I'm prompted to write this because a diary yesterday suggested that teabaggers were responding to future shock: So much has changed in recent years that they're responding, well, oddly.
I don't buy it. While we've had a lot of changes in the past half-century, it strikes me as having been a slower pace of change than, say, the period of 1810-1850. Not only did that period have the industrial revolution, but it brought about railroads, cheap letter post, and the telegraph. Those had a huge impact on how and where people lived, and on communications. In the middle of that tumultuous epoch, the US went from being largely secular to having a strong religious revival: "Fundamentalism" as we know it is largely a 19th-century reaction to that era.
But that begs the question. What is conservatism and what feeds it? A 2008 article by University of Virginia anthropologist Jonathan Haidt has a sensible answer. He titled his article, "What Makes People Vote Republican?"
I do advise everyone to read his article:
http://www.edge.org/...
He identifies emotional reactions such as disgust and shows how they translate to social norms. Then he gets down to summarizing the difference between what we might call liberal and conservative world views.
The liberal view roughly corresponds to John Stuart Mill's view of a society that exists to prevent harm, and for people to band together for the common good. A Millian view has two key tenets, which he labels "harm/care" (don't harm people and care for those who need it) and "fairness/reciprocity" (treat people fairly). Liberals and traditional conservatives both tend to support these; they're common values. As such, I note that Glenn Beck was hugely out of line when he said that "social justice" was not something that a church should support. It is certainly part of most denominations' views, and he was rightly called out on it by evangelical Christian and Mormon authorities.
But conservatives have other values too. We liberals don't share them, but they evolved in tribal society and do have some rationale, at least historically. Haidt identifies three extra value-sets that distinguish conservatives. Ingroup/loyalty concerns tribal and national identity. Authority/respect concerns one's place in the tribe or society. Purity/sanctity concerns disgust and ritual. All of these translate to current political behavior. Ingroup/loyalty can be useful in modest doses (national unity) but can become toxic in excess. Authority/respect is about social order; again, it can lead to peaceful coexistence in small doses or it can justify oppression. Purity/sanctity is the favorite of the Christian Right, who easily take offense, but Haidt notes that it can also support environmentalism.
This explains why "uppity" (one who doesn't know his place) is an insult to conservatives, but to a liberal just makes the speaker sound odd, a failed insult. And (I've seen other articles about this) you can see how Appalachian culture, the most anti-Obama region of the country, descends directly from the Celtic tribes who shared these values. We see poor white folks harming their own economic interests. They see clan loyalty, someone claiming authority who doesn't look the role, and liberal support of behavior which they find impure, such as homosexuality. Same with the teabaggers.
My quick summary doesn't do Haidt justice, but I suggest that it fits modern political reality better than Toffler. From a political perspective, we should recognize these sets of values. We can't make them go away, so we should work with them. We can position our messages to minimize how they upset conservative values, and instead should emphasize our common ground.
------------------------------------------------------------
» Activity 1:
From the essay on conservative values, copy the passage from "The liberal view" to "and Mormon authorities." word for word.
» Activity 2:
Give every value-set named in the essay on conservative values, using the labels the essay gives them.
------------------------------------------------------------
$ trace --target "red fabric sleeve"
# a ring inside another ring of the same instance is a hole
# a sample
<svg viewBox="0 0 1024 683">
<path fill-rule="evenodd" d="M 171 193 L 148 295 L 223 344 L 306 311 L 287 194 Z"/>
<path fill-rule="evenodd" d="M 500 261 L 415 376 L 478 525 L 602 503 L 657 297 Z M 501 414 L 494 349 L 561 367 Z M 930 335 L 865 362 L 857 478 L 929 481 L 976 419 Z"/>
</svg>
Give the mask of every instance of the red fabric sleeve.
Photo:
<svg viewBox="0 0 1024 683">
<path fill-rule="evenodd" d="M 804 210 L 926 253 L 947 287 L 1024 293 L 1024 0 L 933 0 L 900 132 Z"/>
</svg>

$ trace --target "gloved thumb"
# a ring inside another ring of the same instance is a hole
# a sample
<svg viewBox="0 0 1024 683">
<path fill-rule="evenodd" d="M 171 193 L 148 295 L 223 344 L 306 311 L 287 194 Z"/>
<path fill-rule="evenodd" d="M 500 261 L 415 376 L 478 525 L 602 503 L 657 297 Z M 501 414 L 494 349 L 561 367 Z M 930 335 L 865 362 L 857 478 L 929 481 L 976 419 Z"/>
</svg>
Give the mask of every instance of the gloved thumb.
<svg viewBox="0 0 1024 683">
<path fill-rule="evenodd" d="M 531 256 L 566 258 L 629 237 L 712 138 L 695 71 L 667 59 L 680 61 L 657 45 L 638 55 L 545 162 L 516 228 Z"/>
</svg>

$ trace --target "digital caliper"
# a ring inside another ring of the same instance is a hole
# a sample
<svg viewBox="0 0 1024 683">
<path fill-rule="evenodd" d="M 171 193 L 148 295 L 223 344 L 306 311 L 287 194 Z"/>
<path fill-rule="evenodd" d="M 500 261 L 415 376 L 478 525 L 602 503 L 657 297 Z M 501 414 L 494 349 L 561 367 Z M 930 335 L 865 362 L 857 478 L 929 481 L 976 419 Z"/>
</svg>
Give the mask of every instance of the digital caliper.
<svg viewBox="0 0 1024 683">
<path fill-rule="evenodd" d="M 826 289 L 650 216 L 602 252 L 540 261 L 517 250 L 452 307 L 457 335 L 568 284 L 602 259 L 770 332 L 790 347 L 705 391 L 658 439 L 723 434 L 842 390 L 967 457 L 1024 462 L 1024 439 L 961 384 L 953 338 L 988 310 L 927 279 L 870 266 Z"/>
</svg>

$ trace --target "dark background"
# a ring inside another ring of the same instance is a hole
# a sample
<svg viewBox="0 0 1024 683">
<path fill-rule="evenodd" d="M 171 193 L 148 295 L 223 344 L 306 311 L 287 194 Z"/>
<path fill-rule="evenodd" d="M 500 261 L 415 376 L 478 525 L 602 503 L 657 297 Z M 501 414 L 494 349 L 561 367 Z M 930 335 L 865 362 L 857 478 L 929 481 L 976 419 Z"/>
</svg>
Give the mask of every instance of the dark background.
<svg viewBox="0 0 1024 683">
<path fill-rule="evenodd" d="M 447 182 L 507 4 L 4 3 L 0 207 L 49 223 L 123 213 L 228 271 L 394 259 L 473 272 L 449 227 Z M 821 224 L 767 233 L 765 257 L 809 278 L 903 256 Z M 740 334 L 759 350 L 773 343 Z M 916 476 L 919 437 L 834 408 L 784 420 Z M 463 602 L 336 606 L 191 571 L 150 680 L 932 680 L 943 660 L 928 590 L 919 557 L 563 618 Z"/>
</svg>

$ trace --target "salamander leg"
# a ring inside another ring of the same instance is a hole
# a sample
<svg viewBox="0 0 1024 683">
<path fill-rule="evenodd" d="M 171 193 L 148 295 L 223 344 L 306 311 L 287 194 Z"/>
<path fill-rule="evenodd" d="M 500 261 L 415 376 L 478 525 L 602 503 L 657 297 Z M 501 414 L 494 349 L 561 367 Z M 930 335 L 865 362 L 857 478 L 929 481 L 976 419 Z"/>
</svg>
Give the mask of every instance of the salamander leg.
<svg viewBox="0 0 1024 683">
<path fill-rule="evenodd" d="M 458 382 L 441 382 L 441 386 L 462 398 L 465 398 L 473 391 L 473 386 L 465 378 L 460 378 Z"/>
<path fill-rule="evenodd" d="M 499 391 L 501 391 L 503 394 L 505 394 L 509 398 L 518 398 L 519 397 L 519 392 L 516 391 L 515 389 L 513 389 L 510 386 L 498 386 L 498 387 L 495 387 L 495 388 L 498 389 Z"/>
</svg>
------------------------------------------------------------
» Written reply 1:
The liberal view roughly corresponds to John Stuart Mill's view of a society that exists to prevent harm, and for people to band together for the common good. A Millian view has two key tenets, which he labels "harm/care" (don't harm people and care for those who need it) and "fairness/reciprocity" (treat people fairly). Liberals and traditional conservatives both tend to support these; they're common values. As such, I note that Glenn Beck was hugely out of line when he said that "social justice" was not something that a church should support. It is certainly part of most denominations' views, and he was rightly called out on it by evangelical Christian and Mormon authorities.

» Written reply 2:
- harm/care
- fairness/reciprocity
- Ingroup/loyalty
- Authority/respect
- Purity/sanctity